> What the task asks
Change every occurrence of "Example query" in the data below to "Sample query", and copy everything else unchanged.

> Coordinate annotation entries
····················
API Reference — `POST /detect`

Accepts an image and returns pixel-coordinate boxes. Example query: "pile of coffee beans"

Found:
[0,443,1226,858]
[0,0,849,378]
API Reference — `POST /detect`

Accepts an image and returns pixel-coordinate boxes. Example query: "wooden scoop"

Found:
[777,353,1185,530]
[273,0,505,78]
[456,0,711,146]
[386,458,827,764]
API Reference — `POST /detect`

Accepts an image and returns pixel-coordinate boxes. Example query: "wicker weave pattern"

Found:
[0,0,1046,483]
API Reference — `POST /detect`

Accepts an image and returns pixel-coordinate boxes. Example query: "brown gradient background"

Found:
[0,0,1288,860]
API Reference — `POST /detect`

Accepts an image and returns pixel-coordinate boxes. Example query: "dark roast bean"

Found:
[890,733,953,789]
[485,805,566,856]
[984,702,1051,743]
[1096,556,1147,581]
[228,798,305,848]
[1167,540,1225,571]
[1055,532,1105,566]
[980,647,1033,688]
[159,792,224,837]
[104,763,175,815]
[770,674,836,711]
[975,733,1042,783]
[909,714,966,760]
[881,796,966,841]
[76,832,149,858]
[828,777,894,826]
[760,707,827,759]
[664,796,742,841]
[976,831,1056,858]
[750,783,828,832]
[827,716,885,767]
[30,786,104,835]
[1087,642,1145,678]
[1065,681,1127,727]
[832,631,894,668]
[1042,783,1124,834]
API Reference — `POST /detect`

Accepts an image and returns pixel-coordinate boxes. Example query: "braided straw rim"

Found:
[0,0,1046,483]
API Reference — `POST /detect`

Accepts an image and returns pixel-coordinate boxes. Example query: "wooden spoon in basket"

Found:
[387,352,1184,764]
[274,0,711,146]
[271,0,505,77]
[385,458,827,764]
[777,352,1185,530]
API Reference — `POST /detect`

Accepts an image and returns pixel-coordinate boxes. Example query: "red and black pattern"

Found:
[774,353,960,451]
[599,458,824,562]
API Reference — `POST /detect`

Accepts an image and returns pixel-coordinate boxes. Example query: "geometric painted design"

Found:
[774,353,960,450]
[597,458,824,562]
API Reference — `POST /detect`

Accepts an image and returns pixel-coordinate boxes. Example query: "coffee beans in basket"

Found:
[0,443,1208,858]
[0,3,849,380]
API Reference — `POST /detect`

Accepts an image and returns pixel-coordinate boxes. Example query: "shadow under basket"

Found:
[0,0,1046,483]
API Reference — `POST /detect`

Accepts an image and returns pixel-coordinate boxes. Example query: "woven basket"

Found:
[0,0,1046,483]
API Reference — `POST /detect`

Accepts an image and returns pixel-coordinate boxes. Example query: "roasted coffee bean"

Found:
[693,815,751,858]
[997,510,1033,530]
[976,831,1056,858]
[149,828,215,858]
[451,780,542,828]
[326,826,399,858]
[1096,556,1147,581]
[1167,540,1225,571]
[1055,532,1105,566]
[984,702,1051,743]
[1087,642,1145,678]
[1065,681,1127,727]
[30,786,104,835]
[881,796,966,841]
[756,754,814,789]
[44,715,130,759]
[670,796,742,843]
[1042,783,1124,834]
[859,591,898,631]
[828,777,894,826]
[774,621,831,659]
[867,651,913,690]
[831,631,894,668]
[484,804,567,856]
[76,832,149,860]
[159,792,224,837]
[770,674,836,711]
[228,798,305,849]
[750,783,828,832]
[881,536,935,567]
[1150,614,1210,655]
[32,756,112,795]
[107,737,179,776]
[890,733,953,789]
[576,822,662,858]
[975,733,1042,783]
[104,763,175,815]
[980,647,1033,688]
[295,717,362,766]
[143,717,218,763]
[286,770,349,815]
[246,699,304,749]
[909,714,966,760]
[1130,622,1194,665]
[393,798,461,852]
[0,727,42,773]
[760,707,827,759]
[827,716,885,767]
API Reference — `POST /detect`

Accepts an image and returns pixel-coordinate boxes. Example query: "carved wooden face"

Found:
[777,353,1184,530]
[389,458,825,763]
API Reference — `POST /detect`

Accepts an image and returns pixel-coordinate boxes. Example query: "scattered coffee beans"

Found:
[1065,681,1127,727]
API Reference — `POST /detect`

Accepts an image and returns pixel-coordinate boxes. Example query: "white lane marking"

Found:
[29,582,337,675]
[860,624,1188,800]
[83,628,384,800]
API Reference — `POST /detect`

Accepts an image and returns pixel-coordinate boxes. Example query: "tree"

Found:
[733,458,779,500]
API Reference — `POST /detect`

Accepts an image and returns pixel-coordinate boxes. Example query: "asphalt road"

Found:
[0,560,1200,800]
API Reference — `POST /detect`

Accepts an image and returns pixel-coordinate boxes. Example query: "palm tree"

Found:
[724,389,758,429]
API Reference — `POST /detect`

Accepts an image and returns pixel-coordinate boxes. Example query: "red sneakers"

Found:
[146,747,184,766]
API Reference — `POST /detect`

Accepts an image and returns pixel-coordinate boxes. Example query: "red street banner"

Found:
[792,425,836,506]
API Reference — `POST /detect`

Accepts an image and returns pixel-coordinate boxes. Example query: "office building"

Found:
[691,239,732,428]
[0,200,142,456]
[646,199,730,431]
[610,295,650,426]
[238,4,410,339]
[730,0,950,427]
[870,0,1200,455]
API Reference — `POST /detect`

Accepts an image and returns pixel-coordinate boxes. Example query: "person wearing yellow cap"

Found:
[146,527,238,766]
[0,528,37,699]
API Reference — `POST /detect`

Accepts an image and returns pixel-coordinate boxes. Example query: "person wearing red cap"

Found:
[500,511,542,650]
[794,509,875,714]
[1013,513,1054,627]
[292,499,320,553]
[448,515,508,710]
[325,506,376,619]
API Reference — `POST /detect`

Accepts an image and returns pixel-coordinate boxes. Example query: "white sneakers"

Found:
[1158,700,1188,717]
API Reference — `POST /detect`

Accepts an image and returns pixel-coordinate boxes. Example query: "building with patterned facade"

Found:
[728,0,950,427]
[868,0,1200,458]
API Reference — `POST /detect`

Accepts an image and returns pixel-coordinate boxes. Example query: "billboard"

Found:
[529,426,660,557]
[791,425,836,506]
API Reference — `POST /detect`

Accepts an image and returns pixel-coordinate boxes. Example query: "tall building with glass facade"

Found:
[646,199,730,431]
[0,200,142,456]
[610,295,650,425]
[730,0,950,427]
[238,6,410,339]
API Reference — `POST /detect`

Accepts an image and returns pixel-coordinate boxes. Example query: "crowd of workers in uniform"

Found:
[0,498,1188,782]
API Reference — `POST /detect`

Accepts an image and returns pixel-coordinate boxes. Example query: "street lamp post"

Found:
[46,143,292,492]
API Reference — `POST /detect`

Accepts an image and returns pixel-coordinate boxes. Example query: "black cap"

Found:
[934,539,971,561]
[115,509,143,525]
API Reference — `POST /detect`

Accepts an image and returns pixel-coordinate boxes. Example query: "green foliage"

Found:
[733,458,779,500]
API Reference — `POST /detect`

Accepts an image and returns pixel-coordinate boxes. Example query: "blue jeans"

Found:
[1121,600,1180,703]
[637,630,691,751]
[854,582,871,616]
····················
> Written response
API Reference — `POST /detect`

Accepts an image and returns pixel-coordinate boxes. Sample query: "pile of coffee beans"

Found:
[0,443,1226,858]
[0,0,849,378]
API Reference — `POST /detect`

Accepts an image and returns pixel-coordinate boxes. Sample query: "wooden scoop"

Found:
[777,353,1185,530]
[273,0,505,78]
[456,0,711,146]
[386,458,827,764]
API Reference — `POST /detect`

Accepts an image and returns pixel-coordinate boxes. Sample query: "wicker weave pattern"

Found:
[0,0,1046,483]
API Reference — `POST /detect`

Accepts an image and returns pixel-coordinate boxes. Sample query: "brown gradient background"

Found:
[0,0,1288,860]
API Reference — `POST /detect`

Accepts an image and returns pixel-coordinate boxes. Sample query: "dark roast bean"

Found:
[890,733,953,789]
[485,805,566,856]
[984,702,1051,743]
[1096,556,1147,581]
[228,798,305,848]
[1167,540,1225,571]
[1055,532,1105,566]
[980,647,1033,688]
[159,792,224,837]
[104,763,175,815]
[770,674,836,711]
[975,733,1042,783]
[909,714,966,760]
[881,796,966,841]
[76,832,149,858]
[828,777,894,826]
[760,707,827,759]
[664,796,742,841]
[976,831,1056,858]
[750,783,828,832]
[827,716,885,767]
[30,786,104,835]
[1087,642,1145,678]
[1065,681,1127,727]
[832,631,894,668]
[1042,783,1124,834]
API Reference — `POST /detect`

Accepts an image and returns pixel-coordinate boxes. Sample query: "braided straw rim"

Found:
[0,0,1046,483]
API Reference — `POST /detect`

Accepts an image and returns pixel-coordinate boxes. Sample query: "wooden spoon in basket"

Found:
[387,352,1184,764]
[274,0,711,146]
[271,0,505,77]
[385,458,827,764]
[777,352,1185,530]
API Reference — `POST /detect`

Accepts an image and returns pixel-coordinate boxes. Sample query: "red and black pattern"

Found:
[774,353,960,451]
[599,458,824,562]
API Reference — `POST /detect`

Accepts an image and returns pixel-coordinate boxes. Sample query: "geometric painted design"

Found:
[774,353,960,450]
[597,458,824,562]
API Reference — `POST /detect`

Accepts an image and returns pixel-coordinate boxes. Sample query: "coffee beans in basket"

Found:
[0,443,1208,858]
[0,3,849,380]
API Reference — `POST /detect`

Accepts an image and returns pixel-coordinate boxes. Sample query: "shadow under basket"

Found:
[0,0,1046,483]
API Reference — `POST /detect`

Accepts an image and returns pixel-coordinate boxes. Sample query: "woven basket"

Found:
[0,0,1046,483]
API Reference — `POST /detect`

Accepts an image and returns pixel-coordinate boxes. Sample query: "roasted coffee bean"

Found:
[693,815,751,858]
[997,510,1033,530]
[976,831,1056,858]
[149,828,215,858]
[451,780,542,828]
[326,826,399,858]
[1096,556,1147,581]
[1167,540,1225,571]
[1055,532,1105,566]
[984,702,1051,743]
[1087,642,1145,678]
[1065,681,1127,727]
[30,786,104,835]
[881,796,966,841]
[756,754,814,789]
[44,715,130,759]
[670,796,742,843]
[1042,783,1124,834]
[859,591,898,631]
[828,777,894,826]
[774,621,831,659]
[867,651,913,690]
[831,631,894,668]
[484,804,567,856]
[76,832,149,860]
[159,792,224,837]
[770,674,836,711]
[228,798,305,849]
[750,783,828,832]
[881,536,935,567]
[1150,614,1210,655]
[32,756,112,795]
[107,737,179,776]
[890,733,953,789]
[576,822,662,858]
[975,733,1042,783]
[104,763,175,815]
[980,647,1033,688]
[295,717,362,766]
[143,717,218,763]
[286,770,349,815]
[246,699,304,749]
[909,714,966,760]
[1130,622,1194,665]
[393,798,461,852]
[0,727,42,773]
[760,707,827,759]
[827,716,885,767]
API Reference — `POST /detect`

Accepts an image and returns pixel-coordinate boxes. Sample query: "carved wooden face"

Found:
[777,353,1184,530]
[389,458,825,763]
API Reference — `POST /detect`

Accepts an image and returns pixel-coordinate boxes. Sample query: "scattered coffee beans"

Found:
[1065,681,1127,727]
API Reference — `POST /detect`

Accepts an image and returns pixel-coordinate boxes. Sample query: "white lane marking"

Found:
[29,582,337,675]
[860,624,1188,800]
[83,628,384,800]
API Reference — `POST /detect`

Accepts an image and returns pixel-coordinate boxes. Sample query: "tree"

Found:
[733,458,779,500]
API Reference — `POST /detect`

Accepts an image and returns pixel-coordinate boxes. Sample query: "asphalt road"

Found:
[0,560,1200,800]
API Reference — `POST /detect`

Accepts an image and returns pixel-coordinate boxes. Sample query: "palm tree"

Found:
[724,389,758,429]
API Reference — `POST /detect`

Accepts an image and returns pixel-coordinate boxes. Sample query: "red sneakers"

Found:
[146,747,184,766]
API Reference — `POST /detect`

Accepts an image and returns pixel-coordinate boxes. Sample query: "red street banner"

Found:
[792,425,836,506]
API Reference — `POST /detect`

Accepts an image and returns pixel-coordinate boxes. Sample query: "office building"

Found:
[691,239,732,428]
[0,200,142,456]
[646,199,730,431]
[610,295,650,426]
[238,4,410,339]
[730,0,950,427]
[870,0,1200,455]
API Reference — `POST /detect`

Accepts an image and returns pixel-coordinate boxes. Sample query: "person wearing yellow cap"

Found:
[146,527,238,766]
[0,528,37,699]
API Reference — `POST /detect`

Accepts an image and returns pixel-coordinate boxes. Sample query: "person wearing red cap"

Found:
[500,511,542,650]
[794,509,875,714]
[1013,513,1054,627]
[292,499,320,553]
[448,515,508,710]
[325,506,376,619]
API Reference — `POST /detect`

Accepts an image and returns pixel-coordinate boxes. Sample query: "white sneakers"

Found:
[1158,700,1188,717]
API Reference — `POST /detect`

Accepts an image and returns pixel-coordinate boxes. Sample query: "building with patterned facade"

Found:
[728,0,950,427]
[868,0,1200,458]
API Reference — `POST /detect`

Accepts an image and returns pixel-coordinate boxes. Sample query: "billboard"

Found:
[529,426,660,557]
[791,425,836,506]
API Reference — `POST /detect`

Accepts an image and returns pixel-coordinate boxes. Sample query: "tall building with glass facade"

Found:
[646,199,730,431]
[0,200,142,456]
[610,295,650,425]
[730,0,950,427]
[238,6,410,339]
API Reference — `POST /detect`

Accepts an image and returns pixel-coordinate boxes. Sample query: "crowd of workers in uniform"

Found:
[0,498,1188,782]
API Reference — `POST /detect`

Accepts an image and returns pixel-coordinate boxes. Sample query: "street lamp post"

Found:
[46,143,292,492]
API Reference — `POST /detect`

Accepts an image and returns pixel-coordinate boxes. Sample query: "black cap"

Found:
[934,539,971,561]
[115,509,143,525]
API Reference — `POST /detect`

Accepts an image and returns pixel-coordinate boxes. Sample query: "green foliage"

Found:
[733,458,779,500]
API Reference — `POST /detect`

Accepts an image and returns pixel-coordinate boxes. Sample query: "blue jeans"

Found:
[1121,600,1180,703]
[637,630,691,751]
[854,582,871,616]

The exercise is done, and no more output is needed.